• Problem:
Leave out every line that comes before the one containing "Mark the light", and reproduce the rest of the listing below exactly, through its last line.

• Data for this task:
------------
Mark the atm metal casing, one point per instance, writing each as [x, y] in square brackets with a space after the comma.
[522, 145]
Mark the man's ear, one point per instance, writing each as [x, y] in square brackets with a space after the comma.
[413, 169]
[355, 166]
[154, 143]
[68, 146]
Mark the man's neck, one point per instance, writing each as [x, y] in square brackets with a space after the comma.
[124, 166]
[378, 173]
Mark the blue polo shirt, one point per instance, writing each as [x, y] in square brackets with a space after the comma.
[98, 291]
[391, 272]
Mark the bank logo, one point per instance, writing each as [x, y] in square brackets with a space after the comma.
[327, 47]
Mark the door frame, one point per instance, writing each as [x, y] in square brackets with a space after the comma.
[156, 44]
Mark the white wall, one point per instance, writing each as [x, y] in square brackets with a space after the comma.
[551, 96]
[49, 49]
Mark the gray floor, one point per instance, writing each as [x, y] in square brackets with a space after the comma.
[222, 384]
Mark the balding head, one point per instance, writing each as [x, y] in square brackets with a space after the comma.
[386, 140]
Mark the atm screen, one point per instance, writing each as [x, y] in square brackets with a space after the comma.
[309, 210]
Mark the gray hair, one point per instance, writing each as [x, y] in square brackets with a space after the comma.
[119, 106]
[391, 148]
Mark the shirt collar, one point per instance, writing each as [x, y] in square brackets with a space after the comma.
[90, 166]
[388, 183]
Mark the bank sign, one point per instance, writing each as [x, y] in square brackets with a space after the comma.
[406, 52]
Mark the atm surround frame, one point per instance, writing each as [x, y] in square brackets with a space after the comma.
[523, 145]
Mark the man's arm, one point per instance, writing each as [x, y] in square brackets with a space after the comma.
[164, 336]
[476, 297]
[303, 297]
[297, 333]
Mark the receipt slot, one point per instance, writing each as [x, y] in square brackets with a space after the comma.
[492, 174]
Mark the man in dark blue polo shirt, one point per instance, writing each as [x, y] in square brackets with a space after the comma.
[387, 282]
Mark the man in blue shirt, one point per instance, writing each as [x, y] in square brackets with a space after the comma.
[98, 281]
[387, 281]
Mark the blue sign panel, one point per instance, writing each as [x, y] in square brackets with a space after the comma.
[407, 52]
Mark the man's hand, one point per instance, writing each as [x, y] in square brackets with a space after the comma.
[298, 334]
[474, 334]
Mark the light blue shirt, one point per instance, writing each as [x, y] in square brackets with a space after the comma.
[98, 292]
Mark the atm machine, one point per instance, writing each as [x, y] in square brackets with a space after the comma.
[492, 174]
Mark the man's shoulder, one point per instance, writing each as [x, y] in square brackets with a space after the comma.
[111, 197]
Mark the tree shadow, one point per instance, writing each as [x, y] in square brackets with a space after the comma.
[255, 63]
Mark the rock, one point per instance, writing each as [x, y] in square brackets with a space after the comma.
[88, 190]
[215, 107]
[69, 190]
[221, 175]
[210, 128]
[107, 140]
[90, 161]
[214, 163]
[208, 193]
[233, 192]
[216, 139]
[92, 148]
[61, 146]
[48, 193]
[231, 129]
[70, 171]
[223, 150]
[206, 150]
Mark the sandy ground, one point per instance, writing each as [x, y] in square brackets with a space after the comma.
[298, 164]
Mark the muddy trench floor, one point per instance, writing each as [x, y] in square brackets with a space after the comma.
------------
• Solution for this problem:
Mark the light blue shirt, one point per instance, writing each as [x, y] in square brackets with a space after the comma.
[98, 292]
Mark the atm machine, one point per instance, writing each as [x, y] in square brackets with a space after the comma.
[492, 174]
Mark the man's shoulder, one point per instance, writing each as [x, y] in square brackets with a space after the comma.
[111, 197]
Mark the tree shadow, one point per instance, writing each as [x, y] in square brackets with a space after the comma.
[255, 63]
Mark the rock, one point per instance, writing each as [x, y] in square brackets with a space after the comma.
[88, 190]
[215, 107]
[69, 190]
[221, 175]
[210, 128]
[107, 140]
[90, 161]
[214, 163]
[208, 193]
[233, 192]
[216, 139]
[92, 148]
[61, 146]
[48, 193]
[231, 129]
[70, 171]
[223, 150]
[206, 150]
Mark the sandy ground, one point per instance, writing each as [x, y] in square brackets with a space after the comma.
[298, 164]
Mark the muddy trench floor, one point per instance, writing each as [x, y] in square brackets with a space after the comma.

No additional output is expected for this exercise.